(MATERIAL SUPPLIED begins)

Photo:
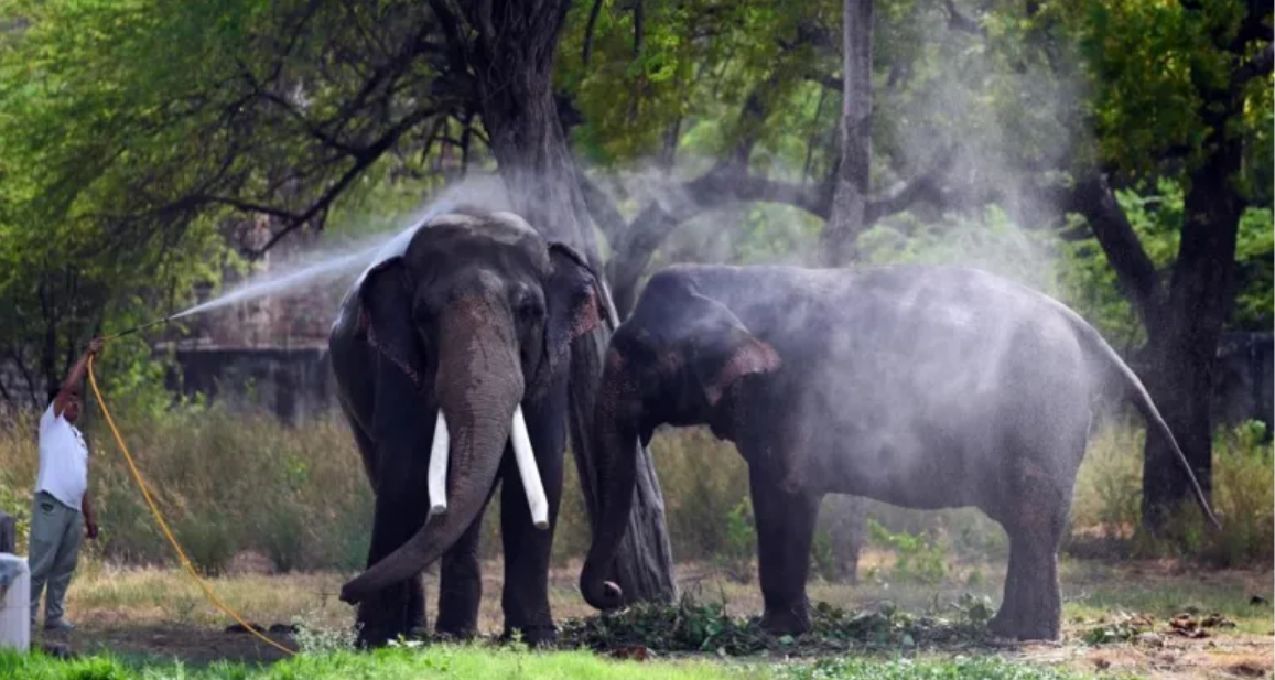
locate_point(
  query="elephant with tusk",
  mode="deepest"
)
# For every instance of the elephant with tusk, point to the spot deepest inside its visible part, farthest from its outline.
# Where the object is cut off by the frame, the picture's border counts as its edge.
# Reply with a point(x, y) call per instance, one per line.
point(451, 359)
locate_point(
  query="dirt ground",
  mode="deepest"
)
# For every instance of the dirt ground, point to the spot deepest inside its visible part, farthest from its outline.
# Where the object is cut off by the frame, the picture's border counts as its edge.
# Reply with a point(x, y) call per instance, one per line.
point(158, 614)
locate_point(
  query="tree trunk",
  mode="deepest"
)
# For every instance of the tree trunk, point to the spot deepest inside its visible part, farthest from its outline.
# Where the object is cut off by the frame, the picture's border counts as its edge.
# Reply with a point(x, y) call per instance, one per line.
point(851, 190)
point(1183, 336)
point(513, 64)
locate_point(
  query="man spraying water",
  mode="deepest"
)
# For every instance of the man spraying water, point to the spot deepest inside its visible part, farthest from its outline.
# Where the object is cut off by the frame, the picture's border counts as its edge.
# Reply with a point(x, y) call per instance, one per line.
point(60, 513)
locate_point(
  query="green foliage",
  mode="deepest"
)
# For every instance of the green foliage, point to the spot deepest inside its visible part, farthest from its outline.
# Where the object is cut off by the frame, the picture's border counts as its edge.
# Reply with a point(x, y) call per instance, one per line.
point(694, 627)
point(1108, 500)
point(443, 662)
point(1153, 68)
point(918, 559)
point(741, 541)
point(226, 481)
point(905, 669)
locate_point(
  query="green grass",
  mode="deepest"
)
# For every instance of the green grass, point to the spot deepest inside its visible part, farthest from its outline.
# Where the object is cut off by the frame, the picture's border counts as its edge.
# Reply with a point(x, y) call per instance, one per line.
point(1102, 591)
point(474, 661)
point(907, 669)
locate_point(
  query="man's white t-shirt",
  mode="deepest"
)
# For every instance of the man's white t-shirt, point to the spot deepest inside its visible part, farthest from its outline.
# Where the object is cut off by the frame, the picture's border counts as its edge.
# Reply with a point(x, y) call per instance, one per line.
point(63, 461)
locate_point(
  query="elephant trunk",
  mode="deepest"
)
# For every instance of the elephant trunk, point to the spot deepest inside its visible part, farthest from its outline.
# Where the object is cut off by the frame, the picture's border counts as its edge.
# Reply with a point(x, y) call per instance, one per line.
point(616, 443)
point(480, 385)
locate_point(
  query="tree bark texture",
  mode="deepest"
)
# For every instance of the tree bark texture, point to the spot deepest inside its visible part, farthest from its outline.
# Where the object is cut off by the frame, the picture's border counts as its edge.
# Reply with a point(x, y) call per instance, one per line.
point(851, 192)
point(1182, 338)
point(511, 59)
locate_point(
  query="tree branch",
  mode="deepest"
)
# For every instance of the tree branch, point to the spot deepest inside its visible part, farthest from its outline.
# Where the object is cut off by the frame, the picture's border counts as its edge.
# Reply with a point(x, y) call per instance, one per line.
point(587, 51)
point(362, 161)
point(1093, 198)
point(926, 186)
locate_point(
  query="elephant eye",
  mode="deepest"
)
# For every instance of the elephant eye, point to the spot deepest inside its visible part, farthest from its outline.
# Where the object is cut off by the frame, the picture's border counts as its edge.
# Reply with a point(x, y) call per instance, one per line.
point(529, 308)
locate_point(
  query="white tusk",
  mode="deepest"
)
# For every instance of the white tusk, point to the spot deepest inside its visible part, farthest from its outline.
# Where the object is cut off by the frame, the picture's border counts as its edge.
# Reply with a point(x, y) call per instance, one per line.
point(439, 466)
point(528, 471)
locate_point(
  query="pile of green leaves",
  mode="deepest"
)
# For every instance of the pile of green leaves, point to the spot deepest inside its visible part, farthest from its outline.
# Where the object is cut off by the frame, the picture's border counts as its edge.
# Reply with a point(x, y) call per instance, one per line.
point(692, 627)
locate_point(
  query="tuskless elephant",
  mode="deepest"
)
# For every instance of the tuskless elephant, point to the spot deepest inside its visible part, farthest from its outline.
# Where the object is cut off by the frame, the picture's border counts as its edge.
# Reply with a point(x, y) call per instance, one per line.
point(923, 387)
point(451, 359)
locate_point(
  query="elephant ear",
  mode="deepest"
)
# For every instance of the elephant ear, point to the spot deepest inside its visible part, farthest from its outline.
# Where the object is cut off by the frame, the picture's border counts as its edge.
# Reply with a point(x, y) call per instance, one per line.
point(385, 297)
point(723, 351)
point(751, 357)
point(574, 300)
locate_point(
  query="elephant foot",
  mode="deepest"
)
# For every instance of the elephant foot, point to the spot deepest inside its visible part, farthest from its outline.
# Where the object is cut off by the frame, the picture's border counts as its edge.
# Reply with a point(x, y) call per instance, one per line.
point(791, 620)
point(455, 633)
point(533, 635)
point(1024, 625)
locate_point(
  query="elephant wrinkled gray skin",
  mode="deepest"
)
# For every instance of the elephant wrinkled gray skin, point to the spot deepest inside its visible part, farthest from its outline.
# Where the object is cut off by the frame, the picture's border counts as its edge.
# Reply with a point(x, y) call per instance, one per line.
point(473, 318)
point(923, 387)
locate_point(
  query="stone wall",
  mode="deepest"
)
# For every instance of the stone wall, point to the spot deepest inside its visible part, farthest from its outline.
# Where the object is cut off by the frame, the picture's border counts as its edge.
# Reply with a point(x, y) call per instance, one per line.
point(293, 383)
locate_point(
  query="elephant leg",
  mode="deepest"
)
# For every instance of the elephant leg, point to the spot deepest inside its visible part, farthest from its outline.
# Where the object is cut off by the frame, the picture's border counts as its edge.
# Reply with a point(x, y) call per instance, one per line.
point(1030, 607)
point(460, 584)
point(525, 598)
point(1034, 517)
point(398, 609)
point(786, 526)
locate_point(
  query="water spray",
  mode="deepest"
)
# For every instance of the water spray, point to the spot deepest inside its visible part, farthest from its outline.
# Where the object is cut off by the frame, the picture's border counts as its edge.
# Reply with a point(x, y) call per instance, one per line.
point(134, 329)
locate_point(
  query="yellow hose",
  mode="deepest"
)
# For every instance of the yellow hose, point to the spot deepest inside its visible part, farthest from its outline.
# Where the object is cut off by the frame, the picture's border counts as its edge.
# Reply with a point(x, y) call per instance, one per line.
point(163, 526)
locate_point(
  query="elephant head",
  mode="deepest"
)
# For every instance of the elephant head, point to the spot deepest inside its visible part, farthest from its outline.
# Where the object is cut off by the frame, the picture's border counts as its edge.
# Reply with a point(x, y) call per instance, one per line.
point(477, 311)
point(675, 361)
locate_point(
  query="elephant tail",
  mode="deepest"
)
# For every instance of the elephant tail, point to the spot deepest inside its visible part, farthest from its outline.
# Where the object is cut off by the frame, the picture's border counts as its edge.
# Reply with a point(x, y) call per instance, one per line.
point(1136, 392)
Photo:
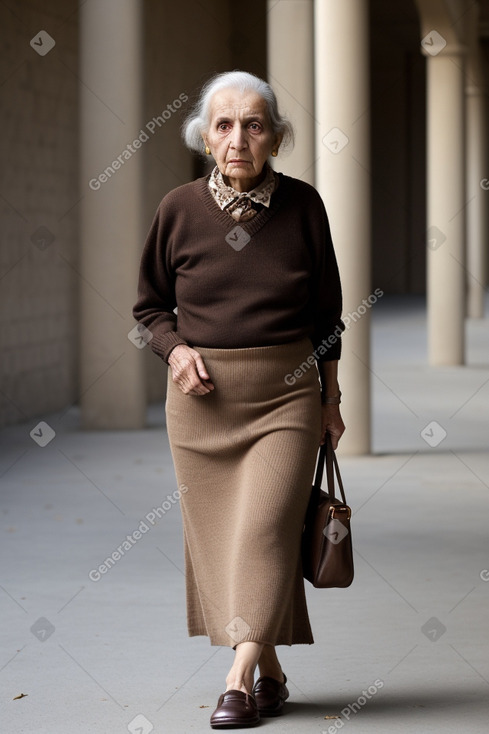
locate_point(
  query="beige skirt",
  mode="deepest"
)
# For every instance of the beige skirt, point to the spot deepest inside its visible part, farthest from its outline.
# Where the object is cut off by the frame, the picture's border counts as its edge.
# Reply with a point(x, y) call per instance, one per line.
point(245, 454)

(MATERIAL SUPPLIED ends)

### WORK REQUEST
Make a list of all lines in the data that contain "bark".

### ANSWER BOX
  query="tree bark texture",
# For every instance of the tree bark texture, point to the spot deepest inside its visible part, farthest from its outline.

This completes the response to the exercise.